Written request - Copy out word for word the rows below, from the line containing "like [(215, 6)]." through the line containing "[(163, 250)]", including both of those lines.

Data for the task -
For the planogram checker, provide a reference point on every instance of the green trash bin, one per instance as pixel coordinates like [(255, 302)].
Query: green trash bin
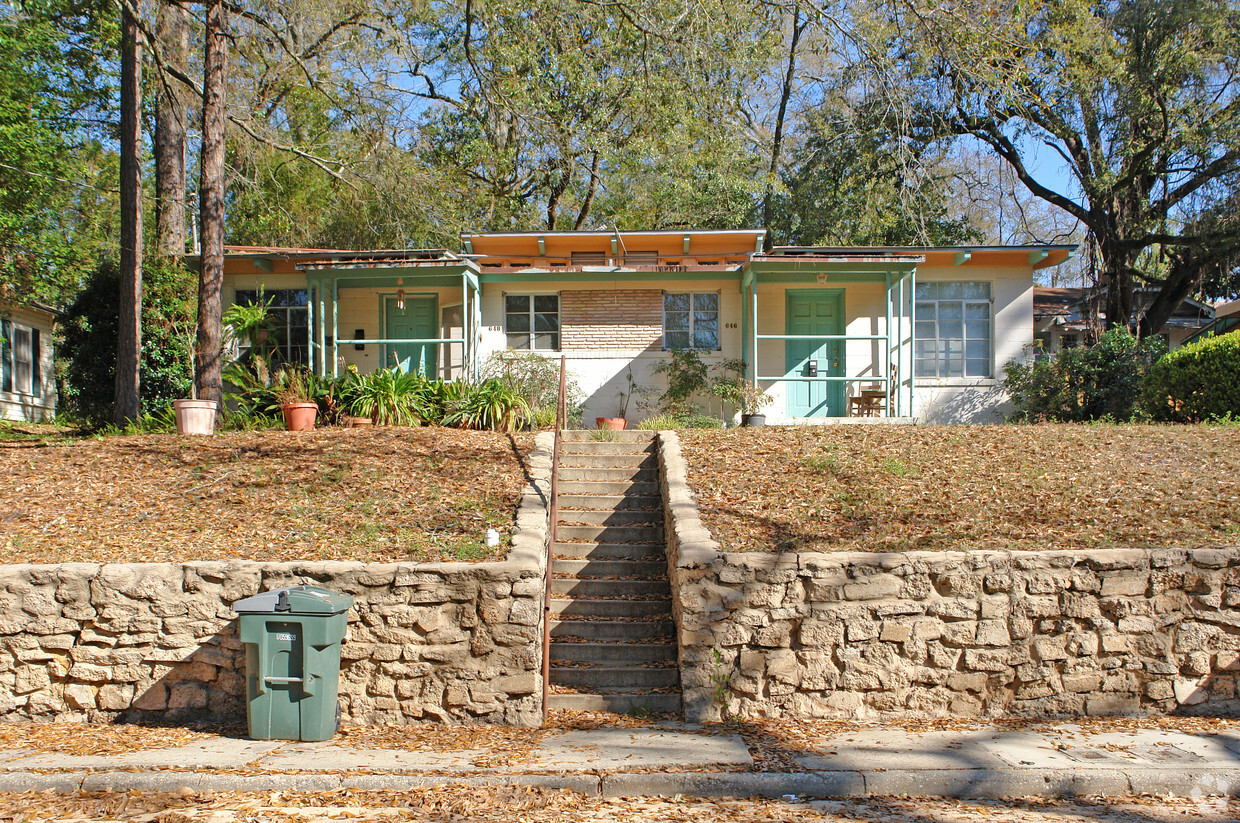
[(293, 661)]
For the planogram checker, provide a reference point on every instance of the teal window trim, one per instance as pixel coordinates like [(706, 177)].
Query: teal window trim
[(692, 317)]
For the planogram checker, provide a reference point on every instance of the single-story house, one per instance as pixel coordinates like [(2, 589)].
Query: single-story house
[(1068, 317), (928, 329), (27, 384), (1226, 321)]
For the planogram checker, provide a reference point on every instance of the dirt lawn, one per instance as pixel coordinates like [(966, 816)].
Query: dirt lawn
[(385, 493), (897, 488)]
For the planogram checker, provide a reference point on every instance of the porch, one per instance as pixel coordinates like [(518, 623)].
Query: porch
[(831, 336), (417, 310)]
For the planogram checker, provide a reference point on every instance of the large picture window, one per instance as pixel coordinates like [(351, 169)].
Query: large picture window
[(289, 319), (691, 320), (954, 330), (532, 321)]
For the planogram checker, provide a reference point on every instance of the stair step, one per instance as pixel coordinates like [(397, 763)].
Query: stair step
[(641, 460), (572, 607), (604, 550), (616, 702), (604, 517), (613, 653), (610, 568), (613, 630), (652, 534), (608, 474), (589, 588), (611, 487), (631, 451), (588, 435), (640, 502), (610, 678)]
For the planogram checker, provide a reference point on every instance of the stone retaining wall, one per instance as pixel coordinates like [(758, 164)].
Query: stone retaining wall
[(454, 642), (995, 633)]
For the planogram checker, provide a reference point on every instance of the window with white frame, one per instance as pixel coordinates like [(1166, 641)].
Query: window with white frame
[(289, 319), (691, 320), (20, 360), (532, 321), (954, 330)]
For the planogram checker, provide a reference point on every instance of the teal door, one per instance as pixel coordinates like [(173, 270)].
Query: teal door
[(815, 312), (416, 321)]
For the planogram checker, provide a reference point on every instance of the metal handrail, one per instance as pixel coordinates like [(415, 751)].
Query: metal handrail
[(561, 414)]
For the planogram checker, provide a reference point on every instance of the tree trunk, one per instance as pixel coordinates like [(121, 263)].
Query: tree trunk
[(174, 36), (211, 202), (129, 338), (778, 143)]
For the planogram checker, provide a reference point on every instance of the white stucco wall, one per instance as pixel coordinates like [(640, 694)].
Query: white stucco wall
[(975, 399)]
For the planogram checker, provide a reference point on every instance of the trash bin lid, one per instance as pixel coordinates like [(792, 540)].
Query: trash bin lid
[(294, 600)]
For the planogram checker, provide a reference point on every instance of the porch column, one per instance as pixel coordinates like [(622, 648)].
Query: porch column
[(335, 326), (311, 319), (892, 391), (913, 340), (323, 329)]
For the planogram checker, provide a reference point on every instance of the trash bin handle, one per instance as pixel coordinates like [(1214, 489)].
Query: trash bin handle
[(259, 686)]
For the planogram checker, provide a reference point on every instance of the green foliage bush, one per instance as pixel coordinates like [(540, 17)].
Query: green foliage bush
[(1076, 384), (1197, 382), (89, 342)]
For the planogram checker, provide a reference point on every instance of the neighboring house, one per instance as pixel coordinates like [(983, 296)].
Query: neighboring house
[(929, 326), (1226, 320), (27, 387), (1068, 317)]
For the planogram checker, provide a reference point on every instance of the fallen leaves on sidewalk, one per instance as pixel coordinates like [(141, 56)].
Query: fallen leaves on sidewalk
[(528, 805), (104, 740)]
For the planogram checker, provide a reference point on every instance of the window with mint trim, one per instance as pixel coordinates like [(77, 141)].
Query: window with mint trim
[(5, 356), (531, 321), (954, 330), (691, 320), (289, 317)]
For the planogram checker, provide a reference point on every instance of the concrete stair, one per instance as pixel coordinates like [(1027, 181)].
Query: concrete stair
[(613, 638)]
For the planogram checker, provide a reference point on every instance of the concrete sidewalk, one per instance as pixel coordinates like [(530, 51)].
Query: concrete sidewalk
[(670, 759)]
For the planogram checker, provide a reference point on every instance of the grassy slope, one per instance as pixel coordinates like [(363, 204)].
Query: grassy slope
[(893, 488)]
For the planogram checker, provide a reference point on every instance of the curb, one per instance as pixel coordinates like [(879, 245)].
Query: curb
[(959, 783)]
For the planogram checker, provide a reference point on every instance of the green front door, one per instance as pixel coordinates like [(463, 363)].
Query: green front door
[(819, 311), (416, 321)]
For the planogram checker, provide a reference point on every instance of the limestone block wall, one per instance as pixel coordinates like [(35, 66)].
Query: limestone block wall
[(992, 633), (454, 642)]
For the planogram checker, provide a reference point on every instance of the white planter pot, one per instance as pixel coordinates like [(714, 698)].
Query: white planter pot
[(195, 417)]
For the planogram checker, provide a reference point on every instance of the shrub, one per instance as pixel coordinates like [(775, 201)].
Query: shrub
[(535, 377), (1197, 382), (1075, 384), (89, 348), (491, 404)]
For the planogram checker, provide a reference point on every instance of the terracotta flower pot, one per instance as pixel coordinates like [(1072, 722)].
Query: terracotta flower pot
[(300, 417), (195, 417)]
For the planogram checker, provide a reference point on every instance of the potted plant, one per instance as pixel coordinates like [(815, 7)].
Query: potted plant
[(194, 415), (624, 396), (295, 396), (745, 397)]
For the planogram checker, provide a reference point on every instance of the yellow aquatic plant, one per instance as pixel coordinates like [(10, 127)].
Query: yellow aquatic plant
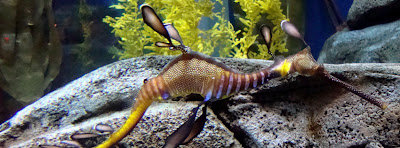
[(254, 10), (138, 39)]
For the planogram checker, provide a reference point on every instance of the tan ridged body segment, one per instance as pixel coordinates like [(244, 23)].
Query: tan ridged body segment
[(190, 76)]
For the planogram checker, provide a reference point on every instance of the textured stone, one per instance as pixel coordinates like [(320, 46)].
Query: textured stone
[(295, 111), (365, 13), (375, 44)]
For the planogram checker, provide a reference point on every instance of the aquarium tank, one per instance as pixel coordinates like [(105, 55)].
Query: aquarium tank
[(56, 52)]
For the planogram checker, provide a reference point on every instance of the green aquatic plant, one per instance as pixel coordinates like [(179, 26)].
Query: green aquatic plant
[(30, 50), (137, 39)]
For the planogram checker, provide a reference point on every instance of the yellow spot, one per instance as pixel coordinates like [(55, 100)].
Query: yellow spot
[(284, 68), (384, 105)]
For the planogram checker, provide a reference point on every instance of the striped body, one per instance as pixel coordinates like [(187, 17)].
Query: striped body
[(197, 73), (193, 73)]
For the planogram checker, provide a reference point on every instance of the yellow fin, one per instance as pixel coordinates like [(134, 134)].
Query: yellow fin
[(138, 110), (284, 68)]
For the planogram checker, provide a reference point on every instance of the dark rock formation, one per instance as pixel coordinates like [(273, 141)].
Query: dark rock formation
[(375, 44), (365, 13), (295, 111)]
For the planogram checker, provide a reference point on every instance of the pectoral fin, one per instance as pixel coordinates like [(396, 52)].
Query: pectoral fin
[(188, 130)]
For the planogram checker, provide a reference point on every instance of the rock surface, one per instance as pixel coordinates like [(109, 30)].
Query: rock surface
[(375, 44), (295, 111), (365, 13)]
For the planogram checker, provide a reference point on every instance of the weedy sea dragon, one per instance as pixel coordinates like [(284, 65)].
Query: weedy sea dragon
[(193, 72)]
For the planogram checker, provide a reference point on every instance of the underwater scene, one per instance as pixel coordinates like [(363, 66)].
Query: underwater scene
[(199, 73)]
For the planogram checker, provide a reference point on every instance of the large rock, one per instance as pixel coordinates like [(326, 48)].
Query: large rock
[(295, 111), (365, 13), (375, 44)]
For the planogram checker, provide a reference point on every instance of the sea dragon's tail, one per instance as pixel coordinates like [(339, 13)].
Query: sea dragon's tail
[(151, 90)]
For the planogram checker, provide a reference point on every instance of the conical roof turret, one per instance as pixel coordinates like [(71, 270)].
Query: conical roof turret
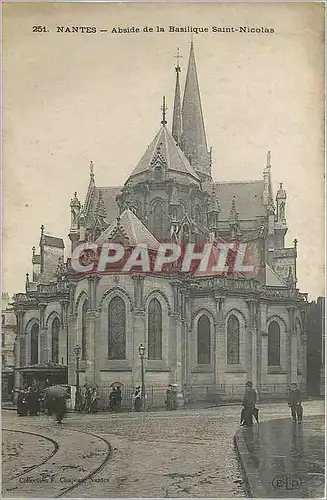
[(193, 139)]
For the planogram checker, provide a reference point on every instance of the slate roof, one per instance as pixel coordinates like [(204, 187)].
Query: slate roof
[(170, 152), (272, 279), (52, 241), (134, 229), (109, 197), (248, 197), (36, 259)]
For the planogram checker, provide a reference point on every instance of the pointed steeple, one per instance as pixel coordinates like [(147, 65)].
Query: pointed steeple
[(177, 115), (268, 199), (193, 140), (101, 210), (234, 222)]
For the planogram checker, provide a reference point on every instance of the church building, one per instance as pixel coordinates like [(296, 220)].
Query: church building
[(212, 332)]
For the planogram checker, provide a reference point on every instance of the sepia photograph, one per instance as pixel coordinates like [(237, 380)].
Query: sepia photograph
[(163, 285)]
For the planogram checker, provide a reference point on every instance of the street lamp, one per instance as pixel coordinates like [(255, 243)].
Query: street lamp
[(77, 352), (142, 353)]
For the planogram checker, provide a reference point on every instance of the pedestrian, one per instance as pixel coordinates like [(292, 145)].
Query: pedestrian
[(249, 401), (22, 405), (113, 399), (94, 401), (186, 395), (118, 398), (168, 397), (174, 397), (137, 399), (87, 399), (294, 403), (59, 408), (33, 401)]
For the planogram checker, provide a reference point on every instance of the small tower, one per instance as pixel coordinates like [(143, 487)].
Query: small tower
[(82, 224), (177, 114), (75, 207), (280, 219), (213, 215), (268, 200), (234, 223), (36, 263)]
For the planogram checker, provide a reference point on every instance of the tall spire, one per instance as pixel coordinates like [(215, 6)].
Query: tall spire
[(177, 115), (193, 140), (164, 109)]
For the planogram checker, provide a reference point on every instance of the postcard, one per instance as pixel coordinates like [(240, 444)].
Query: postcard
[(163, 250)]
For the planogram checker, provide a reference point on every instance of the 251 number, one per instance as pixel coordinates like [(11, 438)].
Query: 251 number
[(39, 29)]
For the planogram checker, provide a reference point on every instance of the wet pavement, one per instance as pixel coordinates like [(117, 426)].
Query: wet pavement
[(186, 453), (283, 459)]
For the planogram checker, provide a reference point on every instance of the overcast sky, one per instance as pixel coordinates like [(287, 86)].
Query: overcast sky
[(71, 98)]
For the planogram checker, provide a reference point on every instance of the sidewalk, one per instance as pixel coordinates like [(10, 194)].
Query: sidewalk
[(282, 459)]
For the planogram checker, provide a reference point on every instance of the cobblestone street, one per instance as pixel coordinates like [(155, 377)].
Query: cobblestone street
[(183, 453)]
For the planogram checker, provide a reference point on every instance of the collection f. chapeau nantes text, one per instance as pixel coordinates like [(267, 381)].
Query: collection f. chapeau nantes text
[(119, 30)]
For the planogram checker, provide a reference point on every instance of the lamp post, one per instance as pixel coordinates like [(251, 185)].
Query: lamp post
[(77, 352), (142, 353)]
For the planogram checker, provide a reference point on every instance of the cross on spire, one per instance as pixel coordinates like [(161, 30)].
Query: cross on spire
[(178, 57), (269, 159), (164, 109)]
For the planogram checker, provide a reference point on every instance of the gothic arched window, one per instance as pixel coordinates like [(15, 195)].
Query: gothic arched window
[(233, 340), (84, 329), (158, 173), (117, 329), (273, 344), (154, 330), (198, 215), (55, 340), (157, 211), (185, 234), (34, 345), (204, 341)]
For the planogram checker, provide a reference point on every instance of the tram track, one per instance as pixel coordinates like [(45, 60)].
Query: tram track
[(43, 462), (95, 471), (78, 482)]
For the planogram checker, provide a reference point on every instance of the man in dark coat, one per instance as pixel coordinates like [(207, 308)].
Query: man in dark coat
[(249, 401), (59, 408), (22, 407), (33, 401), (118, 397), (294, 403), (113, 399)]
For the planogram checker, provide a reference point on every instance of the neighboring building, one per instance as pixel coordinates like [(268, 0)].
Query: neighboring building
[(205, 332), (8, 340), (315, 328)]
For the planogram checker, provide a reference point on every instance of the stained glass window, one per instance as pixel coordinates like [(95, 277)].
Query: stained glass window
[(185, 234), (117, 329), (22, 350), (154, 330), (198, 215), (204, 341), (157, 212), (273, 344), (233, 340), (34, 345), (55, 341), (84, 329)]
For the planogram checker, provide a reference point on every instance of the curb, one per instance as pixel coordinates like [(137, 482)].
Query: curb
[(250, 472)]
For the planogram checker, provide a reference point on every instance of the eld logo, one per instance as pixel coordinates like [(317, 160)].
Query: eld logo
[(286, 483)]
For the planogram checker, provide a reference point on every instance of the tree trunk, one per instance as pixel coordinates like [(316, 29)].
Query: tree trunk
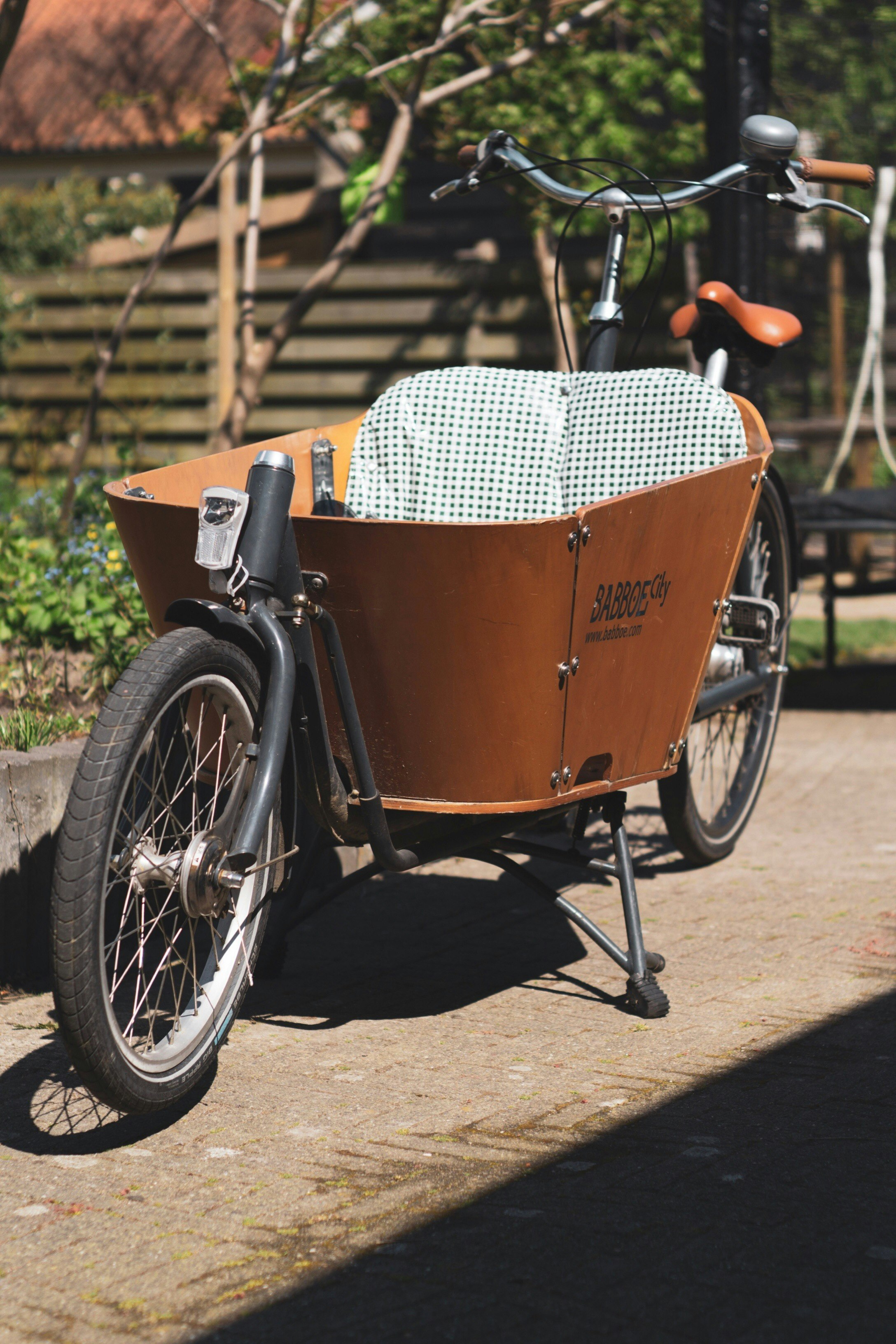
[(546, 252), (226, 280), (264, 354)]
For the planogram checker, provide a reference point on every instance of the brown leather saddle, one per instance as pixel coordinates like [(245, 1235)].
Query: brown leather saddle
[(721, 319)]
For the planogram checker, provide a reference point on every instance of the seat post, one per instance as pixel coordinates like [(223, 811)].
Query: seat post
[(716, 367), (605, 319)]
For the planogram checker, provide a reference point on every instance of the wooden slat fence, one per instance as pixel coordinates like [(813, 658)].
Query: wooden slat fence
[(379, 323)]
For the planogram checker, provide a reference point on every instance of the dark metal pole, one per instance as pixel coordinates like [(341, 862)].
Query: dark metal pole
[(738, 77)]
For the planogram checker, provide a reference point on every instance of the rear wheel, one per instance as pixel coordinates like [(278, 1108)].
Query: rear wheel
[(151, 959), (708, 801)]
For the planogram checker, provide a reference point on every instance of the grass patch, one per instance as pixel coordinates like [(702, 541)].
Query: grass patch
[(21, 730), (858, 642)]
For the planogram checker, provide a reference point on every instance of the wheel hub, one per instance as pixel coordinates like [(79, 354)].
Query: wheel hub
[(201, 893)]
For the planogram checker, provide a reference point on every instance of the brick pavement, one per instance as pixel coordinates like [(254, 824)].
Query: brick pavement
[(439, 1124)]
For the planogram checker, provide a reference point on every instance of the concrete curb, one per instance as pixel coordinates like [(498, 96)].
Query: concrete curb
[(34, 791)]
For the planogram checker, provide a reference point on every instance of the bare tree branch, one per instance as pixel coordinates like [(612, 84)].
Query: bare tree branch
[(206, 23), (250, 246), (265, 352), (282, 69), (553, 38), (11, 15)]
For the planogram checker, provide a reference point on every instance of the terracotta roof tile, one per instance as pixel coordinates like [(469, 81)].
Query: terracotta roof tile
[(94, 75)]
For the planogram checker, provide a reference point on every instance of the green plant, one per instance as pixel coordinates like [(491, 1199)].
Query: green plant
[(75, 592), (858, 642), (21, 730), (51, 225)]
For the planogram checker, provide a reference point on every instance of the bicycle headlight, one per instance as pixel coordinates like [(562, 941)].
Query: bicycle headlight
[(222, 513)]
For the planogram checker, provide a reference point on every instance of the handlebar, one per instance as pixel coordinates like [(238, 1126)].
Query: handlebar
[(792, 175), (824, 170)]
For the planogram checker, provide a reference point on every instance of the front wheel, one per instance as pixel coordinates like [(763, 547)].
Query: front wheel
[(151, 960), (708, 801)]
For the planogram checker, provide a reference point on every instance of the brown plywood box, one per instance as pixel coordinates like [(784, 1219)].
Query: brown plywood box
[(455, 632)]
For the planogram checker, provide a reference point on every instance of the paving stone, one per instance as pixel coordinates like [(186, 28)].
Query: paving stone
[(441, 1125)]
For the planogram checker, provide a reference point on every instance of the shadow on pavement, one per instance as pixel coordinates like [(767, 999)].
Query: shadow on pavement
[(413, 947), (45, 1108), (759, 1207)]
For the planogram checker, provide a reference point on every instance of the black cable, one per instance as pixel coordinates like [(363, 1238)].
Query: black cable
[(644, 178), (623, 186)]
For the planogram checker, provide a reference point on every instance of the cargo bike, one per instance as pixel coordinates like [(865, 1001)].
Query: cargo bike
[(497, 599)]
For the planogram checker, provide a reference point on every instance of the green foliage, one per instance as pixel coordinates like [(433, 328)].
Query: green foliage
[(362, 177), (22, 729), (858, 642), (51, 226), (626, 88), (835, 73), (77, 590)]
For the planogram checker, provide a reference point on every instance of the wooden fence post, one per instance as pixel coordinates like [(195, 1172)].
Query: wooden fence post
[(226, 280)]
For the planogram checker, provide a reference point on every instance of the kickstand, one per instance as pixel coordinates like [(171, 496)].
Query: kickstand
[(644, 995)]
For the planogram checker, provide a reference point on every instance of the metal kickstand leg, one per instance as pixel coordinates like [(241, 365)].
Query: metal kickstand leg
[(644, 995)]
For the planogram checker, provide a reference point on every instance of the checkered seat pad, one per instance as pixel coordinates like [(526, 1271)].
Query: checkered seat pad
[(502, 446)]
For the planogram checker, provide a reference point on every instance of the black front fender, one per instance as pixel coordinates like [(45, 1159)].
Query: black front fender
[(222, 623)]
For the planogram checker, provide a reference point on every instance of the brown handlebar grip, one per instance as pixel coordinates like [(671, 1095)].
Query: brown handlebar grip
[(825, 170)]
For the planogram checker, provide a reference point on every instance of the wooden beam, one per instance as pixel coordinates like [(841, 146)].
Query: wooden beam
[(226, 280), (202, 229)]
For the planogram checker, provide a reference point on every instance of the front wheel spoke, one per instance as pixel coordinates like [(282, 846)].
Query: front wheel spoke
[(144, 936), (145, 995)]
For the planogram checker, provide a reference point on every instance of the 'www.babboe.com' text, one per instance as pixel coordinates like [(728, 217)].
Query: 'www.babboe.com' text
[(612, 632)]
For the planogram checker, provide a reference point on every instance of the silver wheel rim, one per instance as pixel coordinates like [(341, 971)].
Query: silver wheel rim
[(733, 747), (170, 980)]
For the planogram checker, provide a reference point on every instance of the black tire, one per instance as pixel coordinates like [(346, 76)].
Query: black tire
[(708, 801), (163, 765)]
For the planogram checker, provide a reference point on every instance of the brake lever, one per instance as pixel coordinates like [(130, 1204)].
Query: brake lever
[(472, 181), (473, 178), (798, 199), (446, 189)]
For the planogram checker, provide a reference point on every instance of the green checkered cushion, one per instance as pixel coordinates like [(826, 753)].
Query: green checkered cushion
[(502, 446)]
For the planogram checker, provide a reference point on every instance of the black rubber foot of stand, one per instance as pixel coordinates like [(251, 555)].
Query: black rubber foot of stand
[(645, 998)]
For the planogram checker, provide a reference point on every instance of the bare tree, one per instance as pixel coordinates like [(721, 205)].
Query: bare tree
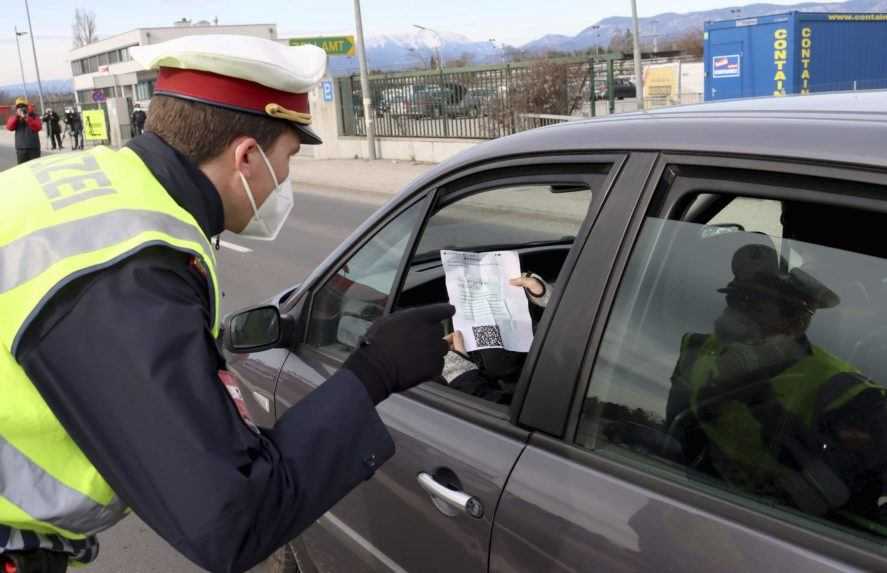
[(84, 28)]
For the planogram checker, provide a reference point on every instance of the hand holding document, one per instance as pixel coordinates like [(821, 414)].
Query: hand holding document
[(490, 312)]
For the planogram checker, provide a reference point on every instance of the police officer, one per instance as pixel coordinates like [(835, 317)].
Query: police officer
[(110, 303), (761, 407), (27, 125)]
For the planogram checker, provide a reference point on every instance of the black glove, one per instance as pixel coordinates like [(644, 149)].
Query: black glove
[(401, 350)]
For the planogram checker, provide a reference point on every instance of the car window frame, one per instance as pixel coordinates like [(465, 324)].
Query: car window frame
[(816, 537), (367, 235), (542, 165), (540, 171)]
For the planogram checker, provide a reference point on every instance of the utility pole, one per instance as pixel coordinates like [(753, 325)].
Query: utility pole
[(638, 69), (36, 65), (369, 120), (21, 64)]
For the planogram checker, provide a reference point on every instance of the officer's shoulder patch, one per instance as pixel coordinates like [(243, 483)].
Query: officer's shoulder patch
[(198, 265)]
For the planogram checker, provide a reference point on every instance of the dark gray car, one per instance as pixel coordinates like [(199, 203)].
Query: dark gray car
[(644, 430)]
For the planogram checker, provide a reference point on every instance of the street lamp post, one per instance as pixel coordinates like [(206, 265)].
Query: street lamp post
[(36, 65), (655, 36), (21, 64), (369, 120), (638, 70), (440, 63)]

Exercise output -
For the planogram checker, provide a reference point on every instance of the tall spire, one per instance as pixel coordinates like [(215, 6)].
Query: tall spire
[(177, 115), (193, 140), (164, 109)]
For the planogram checker, provide a reference point on every instance of the postcard, one per instance as pixel coordinates like [(240, 444)].
Query: postcard
[(163, 250)]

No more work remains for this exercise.